APPLY WHAT YOU READ.
[a] Summarize the passage on white spots on teeth in two sentences.
[b] Proceed with the passage on white spots on teeth, starting after its final sentence.

SELECTED EXTRACT.
━━━━
What Causes White Spots On Your Teeth?

If you have white spots on your teeth, it can be a warning sign your teeth are going through a process known as decalcification. According to Verywell Health, decalcification is when important minerals on the tooth's surface are removed. Over time, these phosphorus minerals, along with calcium, deteriorate and leave behind discoloration on the teeth in the form of white spots (via Verywell Health). If left untreated, these white spots can lead to cavities, possible tooth loss, and other dental issues.

There are nearly a dozen different factors that put a person at risk of decalcification, Children's Dental Clinic of Green Bay, LLC notes, like poor oral hygiene, braces, and dry mouth. Not brushing your teeth twice a day and skipping flossing puts you at risk of decalcification as bacteria and other debris stay on your teeth for extended periods of time. Additionally, what a person eats and drinks can also increase the threat of decalcification, such as sugary drinks or snacks, carbonated drinks, or drinks with high acid content.
━━━━
Recorded data.
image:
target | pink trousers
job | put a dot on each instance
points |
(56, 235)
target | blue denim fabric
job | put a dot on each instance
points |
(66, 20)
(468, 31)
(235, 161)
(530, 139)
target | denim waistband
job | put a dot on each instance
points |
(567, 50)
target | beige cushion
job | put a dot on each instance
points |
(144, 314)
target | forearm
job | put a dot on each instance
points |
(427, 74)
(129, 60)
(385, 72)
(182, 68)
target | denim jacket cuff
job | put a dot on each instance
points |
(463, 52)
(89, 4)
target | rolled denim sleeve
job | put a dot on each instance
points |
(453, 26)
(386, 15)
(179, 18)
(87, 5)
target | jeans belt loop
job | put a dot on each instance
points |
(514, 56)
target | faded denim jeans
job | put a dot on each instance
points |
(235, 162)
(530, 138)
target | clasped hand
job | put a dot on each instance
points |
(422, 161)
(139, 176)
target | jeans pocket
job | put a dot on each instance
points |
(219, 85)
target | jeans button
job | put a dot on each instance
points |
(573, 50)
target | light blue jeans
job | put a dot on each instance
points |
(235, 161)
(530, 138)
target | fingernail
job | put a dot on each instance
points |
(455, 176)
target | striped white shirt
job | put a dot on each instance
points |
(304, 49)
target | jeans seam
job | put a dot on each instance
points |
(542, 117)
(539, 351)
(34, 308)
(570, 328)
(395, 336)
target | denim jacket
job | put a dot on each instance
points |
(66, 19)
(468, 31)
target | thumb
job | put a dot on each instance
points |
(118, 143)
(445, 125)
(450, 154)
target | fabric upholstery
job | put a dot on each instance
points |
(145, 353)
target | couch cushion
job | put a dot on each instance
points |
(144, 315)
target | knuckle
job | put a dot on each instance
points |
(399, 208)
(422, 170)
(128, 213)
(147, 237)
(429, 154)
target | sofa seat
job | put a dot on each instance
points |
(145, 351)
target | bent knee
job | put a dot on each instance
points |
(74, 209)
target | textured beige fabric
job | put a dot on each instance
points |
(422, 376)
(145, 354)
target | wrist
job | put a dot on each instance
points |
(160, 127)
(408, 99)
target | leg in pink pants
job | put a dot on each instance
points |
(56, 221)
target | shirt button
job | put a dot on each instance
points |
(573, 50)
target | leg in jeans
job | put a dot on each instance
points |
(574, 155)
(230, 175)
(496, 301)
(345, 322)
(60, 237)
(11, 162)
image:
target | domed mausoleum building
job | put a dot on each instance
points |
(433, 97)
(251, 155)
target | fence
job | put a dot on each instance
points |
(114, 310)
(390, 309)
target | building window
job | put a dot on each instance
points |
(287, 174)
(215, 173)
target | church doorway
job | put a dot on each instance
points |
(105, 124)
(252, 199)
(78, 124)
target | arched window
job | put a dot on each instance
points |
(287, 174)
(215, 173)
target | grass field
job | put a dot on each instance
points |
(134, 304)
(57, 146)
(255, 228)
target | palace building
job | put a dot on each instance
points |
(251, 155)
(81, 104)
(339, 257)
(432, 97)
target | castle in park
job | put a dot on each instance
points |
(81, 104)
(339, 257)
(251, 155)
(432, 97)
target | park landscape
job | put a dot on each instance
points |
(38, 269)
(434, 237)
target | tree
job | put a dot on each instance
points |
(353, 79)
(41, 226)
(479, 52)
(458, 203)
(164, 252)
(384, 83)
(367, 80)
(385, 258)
━━━━
RESPONSES BY ITEM NUMBER.
[a] White spots on the teeth can indicate decalcification, a process in which minerals such as phosphorus and calcium are removed from the tooth's surface, and if left untreated these spots can lead to cavities, possible tooth loss, and other dental issues. Factors that raise the risk of decalcification include poor oral hygiene, braces, dry mouth, and consuming sugary drinks or snacks, carbonated drinks, or drinks with high acid content.

[b]
Cause of decalcification

Decalcification is caused by bacteria eating through the tooth's enamel, or the hard, shiny, outer layer of a tooth (via Children's Dental Clinic of Green Bay, LLC). When bacteria, or plaque, is given a chance to build on teeth, the accumulation can be detrimental to your pearly whites. If plaque sits on a tooth's enamel for an extended period of time, the sugar in food and drinks combines with the bacteria in your mouth to form an acid. This acid causes the enamel to weaken and deteriorate, and white spots form in its place (via Children's Dental Clinic of Green Bay, LLC).

While white spots on the teeth are typically permanent, there are treatment options you can try to reverse them. However, there's no guarantee the treatment will work. According to Grand Ridge Orthodontics, 1 treatment option includes putting those important minerals back into the teeth through a process called "remineralization." However, this is usually best for surface treatment, and the enamel may still be discolored at deeper levels. White spots can be prevented through healthy oral hygiene and keeping up with dentist appointments.